-- PAGE TEXT follows --

Ze'ev Lev (זאב לב; born William Low; 25 April 1922 – 3 October 2004) was an Israeli physicist, Torah scholar, and founder of the Jerusalem College of Technology. After being educated in Europe, Canada and the U.S., and having lost his parents and sister in the Holocaust, he became one of Israel's leading scientists and educators.

==Early years==

Lev was born in Vienna to a Chassidic family. In 1934, his family moved to Berlin. At the age of 16, he was able to leave Germany in order to study at the Gateshead Yeshiva in England, thereby avoiding the fate of all other members of his immediate family.

Having decided to enter the academic world rather than become a rabbi like his grandfather, he obtained a scholarship to Queen's University in Ontario, Canada and graduated with honors. He then received his master's degree and doctorate at Columbia University in New York City, where he studied with Nobel Prize laureate Isidor Isaac Rabi.

With his wife, Dvora Lederer, he moved to Israel in 1950, adopting his grandfather's name, Ze'ev, and changing his last name to Lev. This name, like the Germanic version Low, indicated he was a descendant of the tribe of Levi.

==Work in Israel==

Lev took a position as a lecturer in paramagnetic resonance at Hebrew University of Jerusalem. He became a worldwide expert in this field, and his research led to the development of microwave and magnetic resonance imaging (MRI) devices.

-- PAGE TEXT concluded --

TASK LIST -
a) Copy from the biography of Ze'ev Lev the portion starting with "With his wife, Dvora" and going on through "imaging (MRI) devices.".
b) Decide whether each statement agrees with the biography of Ze'ev Lev, answering yes or no and quoting the words that settle it: (i) Lev was born in Berlin. (ii) At Columbia University he studied with Isidor Isaac Rabi. (iii) Lev moved to Israel in 1950 together with his wife.
c) Write the next part of the biography of Ze'ev Lev, picking up after its final sentence.

-- DATA EXCERPTS follows --

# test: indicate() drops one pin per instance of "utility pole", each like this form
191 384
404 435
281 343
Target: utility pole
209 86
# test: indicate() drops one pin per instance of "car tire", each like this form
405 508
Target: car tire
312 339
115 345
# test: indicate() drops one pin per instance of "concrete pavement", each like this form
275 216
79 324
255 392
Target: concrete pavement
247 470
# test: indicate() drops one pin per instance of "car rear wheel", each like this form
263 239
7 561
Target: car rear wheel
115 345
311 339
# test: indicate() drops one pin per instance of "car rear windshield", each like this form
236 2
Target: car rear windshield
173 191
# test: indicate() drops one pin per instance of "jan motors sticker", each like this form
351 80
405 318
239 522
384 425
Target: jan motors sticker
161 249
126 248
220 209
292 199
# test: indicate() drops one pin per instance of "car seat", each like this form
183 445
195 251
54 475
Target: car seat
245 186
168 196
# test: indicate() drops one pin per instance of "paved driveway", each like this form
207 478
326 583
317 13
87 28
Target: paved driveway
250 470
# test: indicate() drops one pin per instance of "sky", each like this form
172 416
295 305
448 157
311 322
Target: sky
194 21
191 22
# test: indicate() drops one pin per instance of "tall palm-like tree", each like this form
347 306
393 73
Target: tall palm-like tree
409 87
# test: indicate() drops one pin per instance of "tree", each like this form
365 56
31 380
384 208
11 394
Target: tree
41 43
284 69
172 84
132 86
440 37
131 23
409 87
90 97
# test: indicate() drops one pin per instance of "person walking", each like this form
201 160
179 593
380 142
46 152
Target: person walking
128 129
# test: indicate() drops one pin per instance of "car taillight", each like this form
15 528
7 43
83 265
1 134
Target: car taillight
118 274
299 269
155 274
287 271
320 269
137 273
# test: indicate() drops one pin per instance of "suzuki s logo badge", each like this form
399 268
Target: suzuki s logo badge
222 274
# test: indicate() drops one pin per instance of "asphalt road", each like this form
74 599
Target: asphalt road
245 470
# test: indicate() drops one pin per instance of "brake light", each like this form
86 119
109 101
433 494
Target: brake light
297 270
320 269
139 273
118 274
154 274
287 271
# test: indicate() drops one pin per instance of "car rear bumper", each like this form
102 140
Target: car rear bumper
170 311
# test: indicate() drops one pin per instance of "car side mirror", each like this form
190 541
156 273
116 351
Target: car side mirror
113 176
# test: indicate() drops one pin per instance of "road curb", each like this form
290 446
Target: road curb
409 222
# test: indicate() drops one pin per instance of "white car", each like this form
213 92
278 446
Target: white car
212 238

-- DATA EXCERPTS concluded --

RESPONSES BY TASK -
a)
With his wife, Dvora Lederer, he moved to Israel in 1950, adopting his grandfather's name, Ze'ev, and changing his last name to Lev. This name, like the Germanic version Low, indicated he was a descendant of the tribe of Levi.

==Work in Israel==

Lev took a position as a lecturer in paramagnetic resonance at Hebrew University of Jerusalem. He became a worldwide expert in this field, and his research led to the development of microwave and magnetic resonance imaging (MRI) devices.

b)
(i) No: "Lev was born in Vienna to a Chassidic family."
(ii) Yes: "He then received his master's degree and doctorate at Columbia University in New York City, where he studied with Nobel Prize laureate Isidor Isaac Rabi."
(iii) Yes: "With his wife, Dvora Lederer, he moved to Israel in 1950"

c)
Later in the 1960s, Lev decided there was a need for a college in Jerusalem that combined scientific study with religious studies. Despite resistance from many rabbis and educators, the institution he started with a dozen students in 1969 grew to have an enrollment of more than 2,000, becoming one of Israel's four accredited engineering schools.

Lev led the development of the Jerusalem College of Technology for ten years, and afterwards continued to do research and academic work. His scientific articles covered subjects including atomic physics and shock waves, and he also wrote about science in relation to the Torah.

==Awards==

- In 1962, at the age of 40, Lev was awarded the Israel Prize, in exact sciences.

==Legacy==

The Jerusalem College of Technology has developed special programs for high school students, members of the Israel Defense Forces, ultra-Orthodox women, and members of the Ethiopian immigrant community. Many of its alumni have joined Israeli high-tech firms.

Lev had five children, and after the death of his first wife, he married Sarah Katzburg, who herself was the mother of four children. In his later years he also devoted himself to compiling a family tree of the Lev family. It started with his great-grandfather's life in Poland during the early 19th century and has grown to include approximately 1,000 descendants.

One of his sons, Nahum, became a high-ranking officer in the elite Sayeret Matkal unit, and the first religious officer in that unit. He led the commando operation to assassinate Khalil al-Wazir in Tunis in 1988. Nahum Lev died in a traffic accident in August 2000.